#### Instruction
Rewrite the lines of the entries below, starting with the line that contains "Would you be able to locate the santa's eyeglasses" and continuing through the line that contains "<point>197,149</point>". Replace "eyeglasses" with "spectacles", leave everything else unchanged, and return only those lines.
--- START ---
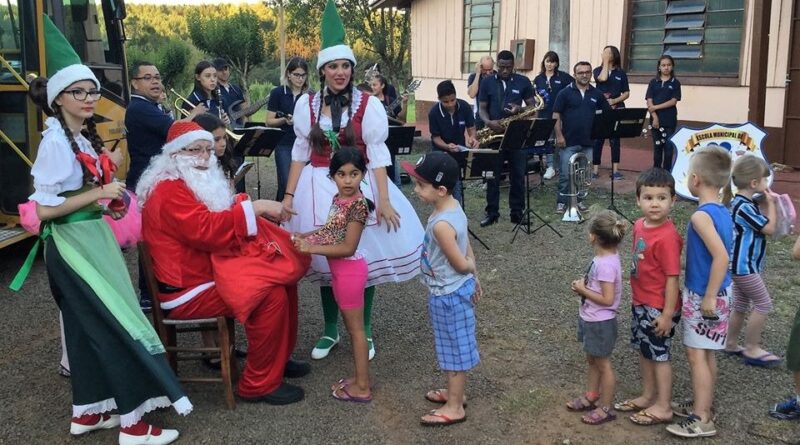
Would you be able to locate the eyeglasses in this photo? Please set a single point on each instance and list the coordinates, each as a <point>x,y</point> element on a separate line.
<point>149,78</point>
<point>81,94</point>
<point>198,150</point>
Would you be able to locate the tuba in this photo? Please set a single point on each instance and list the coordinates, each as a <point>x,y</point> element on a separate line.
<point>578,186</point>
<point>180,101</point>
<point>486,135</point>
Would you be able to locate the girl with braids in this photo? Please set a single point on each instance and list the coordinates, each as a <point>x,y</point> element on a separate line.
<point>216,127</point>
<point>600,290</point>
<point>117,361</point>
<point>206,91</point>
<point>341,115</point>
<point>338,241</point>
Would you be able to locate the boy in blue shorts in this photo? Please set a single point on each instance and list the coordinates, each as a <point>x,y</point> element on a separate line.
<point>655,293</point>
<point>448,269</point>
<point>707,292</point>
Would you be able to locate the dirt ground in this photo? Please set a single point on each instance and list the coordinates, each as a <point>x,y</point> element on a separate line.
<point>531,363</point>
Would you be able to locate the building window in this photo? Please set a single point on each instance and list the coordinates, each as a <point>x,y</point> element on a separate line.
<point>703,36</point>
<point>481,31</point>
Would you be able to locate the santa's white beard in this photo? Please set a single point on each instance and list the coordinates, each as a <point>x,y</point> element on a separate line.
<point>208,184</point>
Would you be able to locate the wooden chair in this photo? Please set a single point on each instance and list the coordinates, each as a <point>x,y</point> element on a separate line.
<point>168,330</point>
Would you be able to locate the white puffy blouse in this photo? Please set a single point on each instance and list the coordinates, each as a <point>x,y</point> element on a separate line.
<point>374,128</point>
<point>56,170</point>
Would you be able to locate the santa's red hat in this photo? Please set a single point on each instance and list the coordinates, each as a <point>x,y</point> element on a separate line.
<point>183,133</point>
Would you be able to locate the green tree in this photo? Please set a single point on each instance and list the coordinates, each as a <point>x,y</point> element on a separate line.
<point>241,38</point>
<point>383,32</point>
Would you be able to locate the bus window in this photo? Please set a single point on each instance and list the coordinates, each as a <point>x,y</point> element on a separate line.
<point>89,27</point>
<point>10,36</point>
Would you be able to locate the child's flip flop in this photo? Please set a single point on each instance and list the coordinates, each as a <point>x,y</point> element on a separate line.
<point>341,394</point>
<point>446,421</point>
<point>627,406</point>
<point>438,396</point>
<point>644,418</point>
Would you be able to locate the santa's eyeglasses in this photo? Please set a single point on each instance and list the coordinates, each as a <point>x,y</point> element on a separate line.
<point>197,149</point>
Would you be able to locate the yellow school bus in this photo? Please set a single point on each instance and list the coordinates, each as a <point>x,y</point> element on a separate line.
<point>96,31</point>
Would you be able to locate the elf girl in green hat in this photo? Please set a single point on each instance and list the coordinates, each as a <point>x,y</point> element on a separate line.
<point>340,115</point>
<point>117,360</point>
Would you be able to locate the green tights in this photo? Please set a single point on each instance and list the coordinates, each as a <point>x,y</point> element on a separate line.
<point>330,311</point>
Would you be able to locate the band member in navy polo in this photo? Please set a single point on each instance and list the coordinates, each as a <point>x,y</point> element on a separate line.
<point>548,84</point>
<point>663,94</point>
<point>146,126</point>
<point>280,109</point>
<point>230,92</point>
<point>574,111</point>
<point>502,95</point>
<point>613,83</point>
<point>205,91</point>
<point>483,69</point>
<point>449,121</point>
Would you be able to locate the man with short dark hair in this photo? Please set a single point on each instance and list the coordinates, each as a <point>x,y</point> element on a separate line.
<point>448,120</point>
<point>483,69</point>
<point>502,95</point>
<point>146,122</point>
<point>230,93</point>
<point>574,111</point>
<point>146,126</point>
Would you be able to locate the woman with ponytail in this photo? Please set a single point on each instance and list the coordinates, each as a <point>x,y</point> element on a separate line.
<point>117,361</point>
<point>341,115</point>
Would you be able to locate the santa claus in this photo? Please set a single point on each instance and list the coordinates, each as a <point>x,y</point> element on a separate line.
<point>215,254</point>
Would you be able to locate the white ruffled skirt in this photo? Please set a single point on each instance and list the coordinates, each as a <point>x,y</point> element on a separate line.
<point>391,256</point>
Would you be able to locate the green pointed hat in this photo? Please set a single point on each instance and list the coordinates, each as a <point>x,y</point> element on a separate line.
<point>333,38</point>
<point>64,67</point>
--- END ---
#### Answer for the task
Would you be able to locate the santa's spectacles in this photo? Please set a single point on each instance and list the coordinates, each as a <point>x,y</point> element on a separate line.
<point>197,149</point>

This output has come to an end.